**依頼内容 1**
本文の「最終局は長くなってしまったので」で始まる段落を、主な内容を保ったまま短く書き直してください。
**依頼内容 2**
本文のうち、「最終局は長くなってしまったの」で始まり「ていくか難しい感じでしたね」」まで続く部分を一字一句変えずに再掲してください。

**本文**
★ ★ ★

週刊アスキー

  • Facebookアイコン
  • Twitterアイコン
  • RSSフィード

ponanzaの勝利で幕を閉じた電王戦第五局の一部始終レポート・会見編

2014年04月21日 18時20分更新

文● いーじま ●撮影 篠原孝志(パシャ)

 最終局は長くなってしまったので、対局編と会見編に分けました。まずは対局編を読んでください。

終局直後のインタビュー

第3回将棋電王戦第五局

――残念な結果でしたが横歩取りに誘導して、作戦通りな展開でしたか?
屋敷九段「序盤は予定通りだったんですが、30手目4四歩と指されたあたりから、どういうふうに指していくか難しい感じでしたね」

――飛車交換のあたりは?

★ ★ ★

**データ内容**
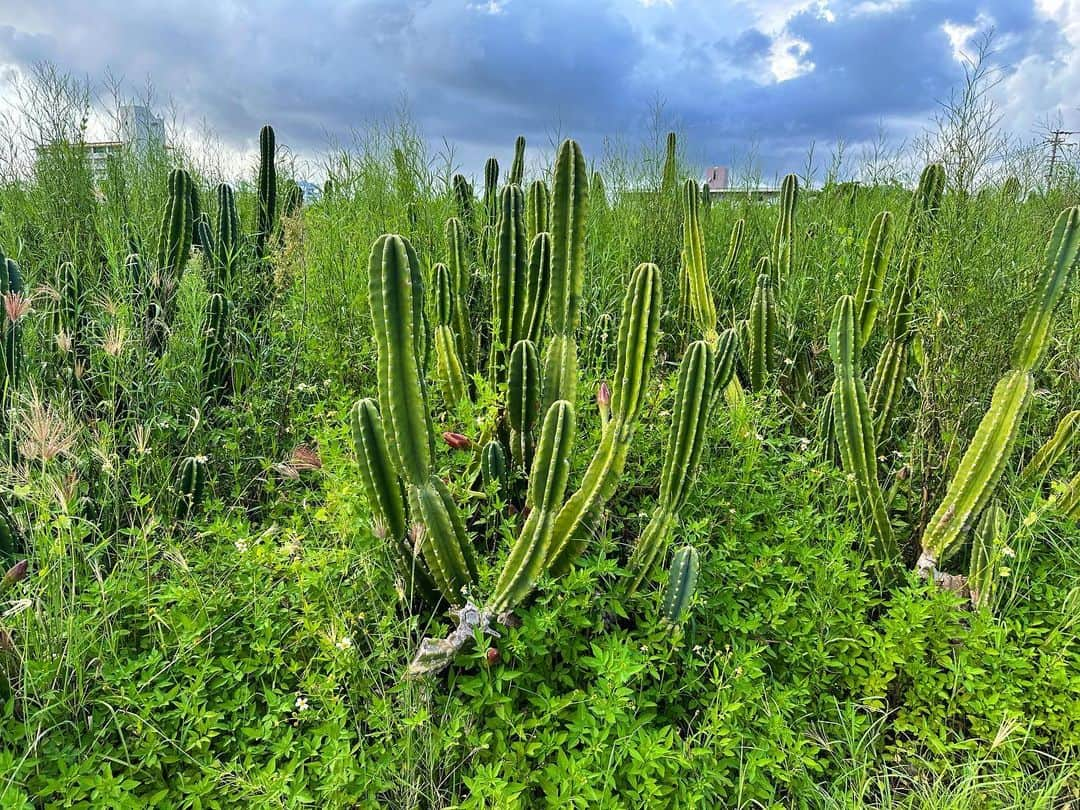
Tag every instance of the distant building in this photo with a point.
(716, 178)
(139, 130)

★ ★ ★

**完全な解答 1**
最終局は長いため対局編と会見編に分割。先に対局編を読むこと。

**完全な解答 2**
最終局は長くなってしまったので、対局編と会見編に分けました。まずは対局編を読んでください。

終局直後のインタビュー

第3回将棋電王戦第五局

――残念な結果でしたが横歩取りに誘導して、作戦通りな展開でしたか?
屋敷九段「序盤は予定通りだったんですが、30手目4四歩と指されたあたりから、どういうふうに指していくか難しい感じでしたね」